## Stated exercise 1
Lay out the part of the records that opens with the line containing "Practice step: identify the gray wall" and runs through their final line as a numbered list, leaving out blank lines.

How did literature evolve from Chaucer to Toni Morrison, from a time before the printing press to our modern digital landscape?

Stanford’s English curriculum features a team-taught core sequence that traces the big picture of literature’s development from the Middle Ages to the present. Each class offers a lively exploration of key literary themes, movements, and innovations. English majors also learn critical tools for analyzing literature through three broad course requirements, in poetry, narrative, and methodology. Students gain a contextual framework and are prepared to take the department’s wide range of electives.

English Major Core Requirements

The English Department’s required core courses introduce you to a body of knowledge and fundamental skills that are essential for you to master if you are to flourish as a reader, writer, and critic. After taking a basic set of courses with your classmates, you should find yourself able to reflect in common with them on the enterprise of interpretation and expression, even as you pursue your particular interests and passions through elective course work.

ALL ENGLISH MAJORS ARE REQUIRED TO TAKE THE FOLLOWING CLASSES (36 units):

 

  • ENGLISH 160: Poetry and Poetics ( 5 units)
  • ENGLISH 161: Narrative and Narrative Theory (5 units)
  • One WISE class (ENG 5 Series) (5 units)
  • 10 series (5 units)
  • 11 series (5 units)
  • 12 series (5 units)
  • One pre-1800 historical literature class (3-5 units)
  • Capstone Course (3-5 units)

Emphases and Electives

The English major offers a number of emphases, which help you to focus your literary study in a particular area, whether you’re seeking to learn the art of creative writing, or to understand the philosophical power of literature.  Your chosen emphasis will help you to select a group of electives or cross-listed courses in other departments that give a coherent shape to your interests.

## Material provided

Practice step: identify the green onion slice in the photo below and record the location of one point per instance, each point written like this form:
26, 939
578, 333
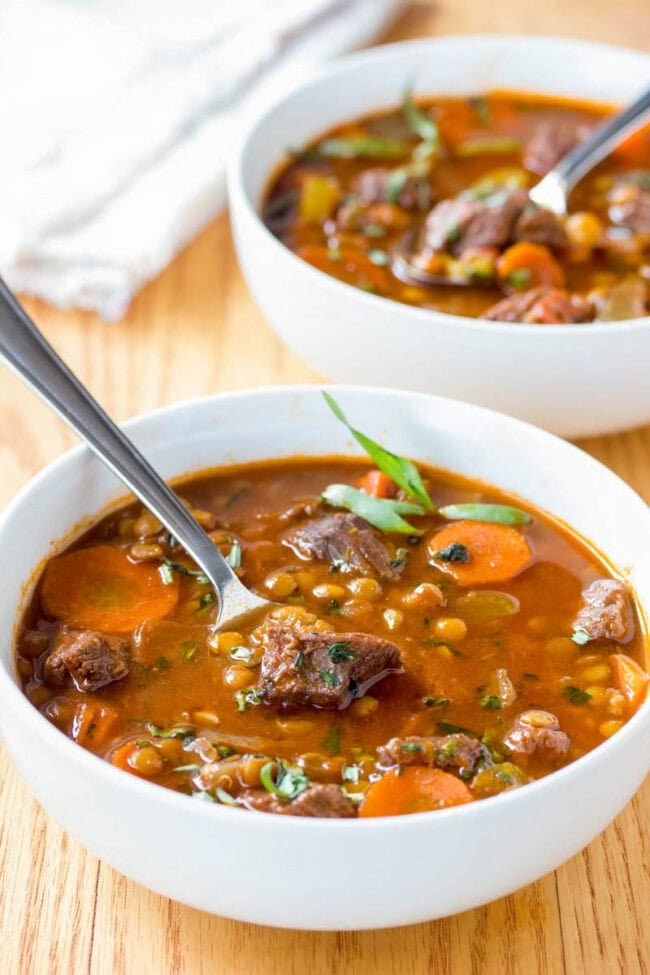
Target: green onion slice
502, 514
399, 469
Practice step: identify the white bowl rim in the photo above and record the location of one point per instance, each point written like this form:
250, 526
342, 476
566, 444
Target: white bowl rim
71, 752
323, 73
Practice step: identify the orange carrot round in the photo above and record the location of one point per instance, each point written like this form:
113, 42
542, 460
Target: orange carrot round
99, 588
494, 552
414, 789
526, 265
378, 485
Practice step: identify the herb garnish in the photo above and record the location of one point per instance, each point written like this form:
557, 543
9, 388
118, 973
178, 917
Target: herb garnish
502, 514
491, 701
360, 146
456, 552
188, 649
248, 696
289, 781
576, 695
399, 469
338, 652
329, 678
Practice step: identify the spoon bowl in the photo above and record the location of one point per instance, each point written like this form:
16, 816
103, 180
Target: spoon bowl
24, 349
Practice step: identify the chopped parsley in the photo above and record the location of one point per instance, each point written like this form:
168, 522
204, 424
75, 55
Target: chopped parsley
576, 695
248, 696
518, 279
456, 552
289, 781
338, 652
491, 701
188, 649
350, 773
329, 678
206, 600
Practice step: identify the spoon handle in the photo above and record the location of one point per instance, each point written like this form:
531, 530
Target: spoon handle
558, 183
27, 352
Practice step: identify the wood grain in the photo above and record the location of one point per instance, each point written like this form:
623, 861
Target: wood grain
188, 333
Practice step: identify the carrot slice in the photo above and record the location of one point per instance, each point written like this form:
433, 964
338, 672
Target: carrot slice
495, 553
629, 678
634, 151
415, 789
120, 758
378, 485
347, 264
526, 265
92, 723
99, 588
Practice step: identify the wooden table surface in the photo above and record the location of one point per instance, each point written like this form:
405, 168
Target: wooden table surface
190, 332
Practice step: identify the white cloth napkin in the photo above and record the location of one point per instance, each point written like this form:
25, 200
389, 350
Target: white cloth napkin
117, 117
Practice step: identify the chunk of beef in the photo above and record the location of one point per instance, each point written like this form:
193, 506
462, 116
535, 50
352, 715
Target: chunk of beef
540, 226
542, 306
607, 611
91, 659
634, 209
381, 185
323, 669
458, 224
536, 735
346, 542
458, 751
549, 143
321, 801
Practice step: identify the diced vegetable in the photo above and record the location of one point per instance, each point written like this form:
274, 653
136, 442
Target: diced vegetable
414, 789
402, 471
383, 513
497, 552
318, 197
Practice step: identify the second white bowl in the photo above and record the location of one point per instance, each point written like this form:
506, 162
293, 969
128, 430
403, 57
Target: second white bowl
577, 380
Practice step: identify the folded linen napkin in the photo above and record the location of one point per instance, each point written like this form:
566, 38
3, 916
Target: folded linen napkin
119, 120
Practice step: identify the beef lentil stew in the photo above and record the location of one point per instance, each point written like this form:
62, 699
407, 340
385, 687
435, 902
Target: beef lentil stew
435, 641
451, 175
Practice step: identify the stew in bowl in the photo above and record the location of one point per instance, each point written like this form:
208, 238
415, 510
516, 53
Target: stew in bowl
435, 641
447, 179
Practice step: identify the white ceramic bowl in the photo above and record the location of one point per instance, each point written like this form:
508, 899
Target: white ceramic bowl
576, 380
328, 874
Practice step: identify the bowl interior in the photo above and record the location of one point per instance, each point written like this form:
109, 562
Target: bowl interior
241, 427
370, 81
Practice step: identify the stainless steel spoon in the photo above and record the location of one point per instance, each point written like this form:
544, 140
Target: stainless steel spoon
551, 192
29, 355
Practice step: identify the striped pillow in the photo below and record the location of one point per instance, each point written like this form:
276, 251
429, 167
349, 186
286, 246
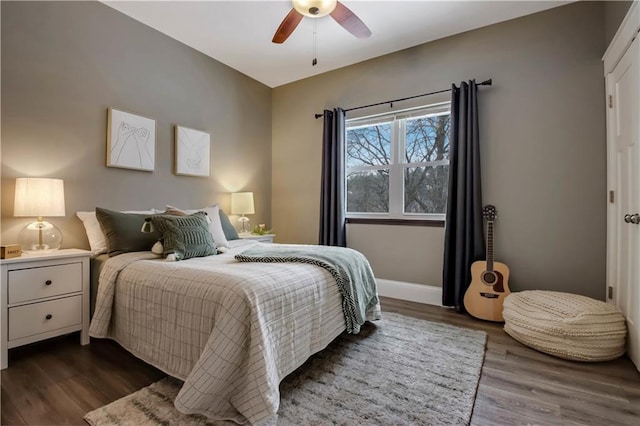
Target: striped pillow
184, 237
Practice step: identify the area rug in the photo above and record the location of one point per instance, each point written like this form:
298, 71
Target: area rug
397, 371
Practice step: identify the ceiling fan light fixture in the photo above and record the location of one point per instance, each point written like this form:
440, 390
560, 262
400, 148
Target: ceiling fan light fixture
314, 8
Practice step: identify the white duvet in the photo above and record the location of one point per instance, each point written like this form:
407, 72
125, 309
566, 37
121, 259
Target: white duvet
232, 331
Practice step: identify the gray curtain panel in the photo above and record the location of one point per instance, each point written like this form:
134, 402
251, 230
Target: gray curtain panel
464, 233
332, 221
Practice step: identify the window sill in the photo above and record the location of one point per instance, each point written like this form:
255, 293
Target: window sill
402, 222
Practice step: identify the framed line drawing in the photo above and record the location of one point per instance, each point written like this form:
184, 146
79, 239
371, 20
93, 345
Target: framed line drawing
193, 150
131, 141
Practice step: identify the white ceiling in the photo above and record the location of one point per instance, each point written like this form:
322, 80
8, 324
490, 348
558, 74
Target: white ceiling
238, 33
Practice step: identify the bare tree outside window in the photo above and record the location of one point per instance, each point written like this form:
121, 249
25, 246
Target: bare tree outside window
422, 145
427, 141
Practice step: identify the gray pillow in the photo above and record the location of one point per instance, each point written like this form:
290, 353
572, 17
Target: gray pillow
123, 231
229, 231
184, 236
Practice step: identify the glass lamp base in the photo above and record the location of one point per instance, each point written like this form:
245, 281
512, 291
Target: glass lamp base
39, 237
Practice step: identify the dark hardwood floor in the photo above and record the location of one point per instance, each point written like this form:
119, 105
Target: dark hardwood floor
58, 381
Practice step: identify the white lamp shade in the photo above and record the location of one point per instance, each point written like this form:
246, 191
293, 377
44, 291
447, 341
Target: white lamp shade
36, 197
242, 203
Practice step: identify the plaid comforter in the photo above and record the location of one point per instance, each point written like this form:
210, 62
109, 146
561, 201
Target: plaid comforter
232, 331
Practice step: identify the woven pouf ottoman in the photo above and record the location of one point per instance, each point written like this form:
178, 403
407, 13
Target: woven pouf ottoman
565, 325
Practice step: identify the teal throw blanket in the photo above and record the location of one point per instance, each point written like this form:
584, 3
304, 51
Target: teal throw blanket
349, 268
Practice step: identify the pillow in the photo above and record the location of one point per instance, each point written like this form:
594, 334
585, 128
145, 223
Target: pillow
215, 225
229, 231
97, 240
123, 231
184, 237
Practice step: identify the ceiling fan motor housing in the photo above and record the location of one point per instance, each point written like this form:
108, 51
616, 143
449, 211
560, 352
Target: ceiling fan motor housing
314, 8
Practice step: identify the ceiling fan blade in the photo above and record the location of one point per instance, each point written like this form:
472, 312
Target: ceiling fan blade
350, 21
288, 24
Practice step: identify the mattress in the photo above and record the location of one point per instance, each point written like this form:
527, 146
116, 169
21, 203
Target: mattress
232, 331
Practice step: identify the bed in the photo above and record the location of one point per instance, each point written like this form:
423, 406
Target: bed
230, 330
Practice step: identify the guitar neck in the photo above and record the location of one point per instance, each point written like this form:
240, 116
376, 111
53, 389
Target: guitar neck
490, 245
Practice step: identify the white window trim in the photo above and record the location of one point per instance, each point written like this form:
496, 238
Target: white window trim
396, 168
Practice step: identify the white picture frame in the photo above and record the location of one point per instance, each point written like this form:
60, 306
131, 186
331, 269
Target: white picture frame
192, 152
131, 141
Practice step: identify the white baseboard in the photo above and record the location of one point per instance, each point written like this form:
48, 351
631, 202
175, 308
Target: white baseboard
420, 293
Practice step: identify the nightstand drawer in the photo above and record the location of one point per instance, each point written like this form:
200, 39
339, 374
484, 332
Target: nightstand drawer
29, 320
37, 283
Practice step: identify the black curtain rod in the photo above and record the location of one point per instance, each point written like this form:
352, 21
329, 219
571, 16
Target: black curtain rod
484, 83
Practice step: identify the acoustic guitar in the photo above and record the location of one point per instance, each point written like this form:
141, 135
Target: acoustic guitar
489, 280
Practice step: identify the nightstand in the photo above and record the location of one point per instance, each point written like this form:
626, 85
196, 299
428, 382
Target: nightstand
43, 295
266, 238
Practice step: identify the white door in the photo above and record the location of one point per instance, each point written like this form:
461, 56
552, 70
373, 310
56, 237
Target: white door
624, 87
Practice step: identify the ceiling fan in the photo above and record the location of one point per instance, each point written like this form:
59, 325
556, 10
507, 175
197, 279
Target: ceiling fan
317, 9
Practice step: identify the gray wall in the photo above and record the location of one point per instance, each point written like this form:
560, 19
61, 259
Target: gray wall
614, 13
542, 127
65, 63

## Stated exercise 2
Pick up the passage on Stanford's English major after its last sentence and keep writing.

## Exercise answer 1
1. Practice step: identify the gray wall in the photo above and record the location of one point per instance, each point written like this form:
2. 560, 19
3. 61, 259
4. Target: gray wall
5. 614, 13
6. 542, 127
7. 65, 63

## Exercise answer 2
Literature (35 units)

This field of study is not declared in Axess. It does not appear on either the official transcript or the diploma. This program provides for the interests of students who wish to understand the range and historical development of British, American and Anglophone literatures and a variety of critical methods by which their texts can be interpreted. The major emphasizes the study of literary forms and genres and theories of textual analysis. In addition to the degree requirements required of all majors and listed above, students must complete at least 35 additional units of courses consisting of:

  1. 35 units of approved elective courses, only one of which may be a creative writing course, chosen from among those offered by the Department of English. In place of one of these seven elective courses, students may choose one upper-division course in a foreign literature read in the original language.
Literature and Philosophy (40 units)

This subplan is printed on the transcript and diploma and is elected in Axess. Students should meet with the Director of Undergraduate Studies, Michele Elam (melam [at] stanford.edu ), concerning the Literature and Philosophy focus. This track is for students who wish to explore interdisciplinary studies at the intersection of literature and philosophy while acquiring knowledge of the English language literary tradition as a whole. In addition to the degree requirements required of all majors and listed above, students must complete at least 40-50 additional units of approved courses including:

  1. PHIL 80 Mind, Matter, and Meaning (WIM): Prerequisite: introductory philosophy course.
  2. Gateway course: ENGLISH 81 Philosophy and Literature. This course should be taken as early as possible in the student's career, normally in the sophomore year.
  3. Aesthetics, Ethics, Political Philosophy: one course from PHIL 170 Ethical Theory series.
  4. Language, Mind, Metaphysics, and Epistemology: one course from PHIL 180 Metaphysics series.
  5. History of Philosophy: one course in the history of Philosophy, numbered above PHIL 100 Greek Philosophy.
  6. Two upper division courses of special relevance to the study of Philosophy and Literature. Both of these courses must be in the English department. A list of approved courses is available on the Philosophy and Literature web site.
  7. Two additional elective courses in the English department. (Only one of the courses may be fulfilled with a creative writing workshop)
  8. One capstone seminar of relevance to the study of Philosophy and Literature.
Computational Cultural Analytics (41 units)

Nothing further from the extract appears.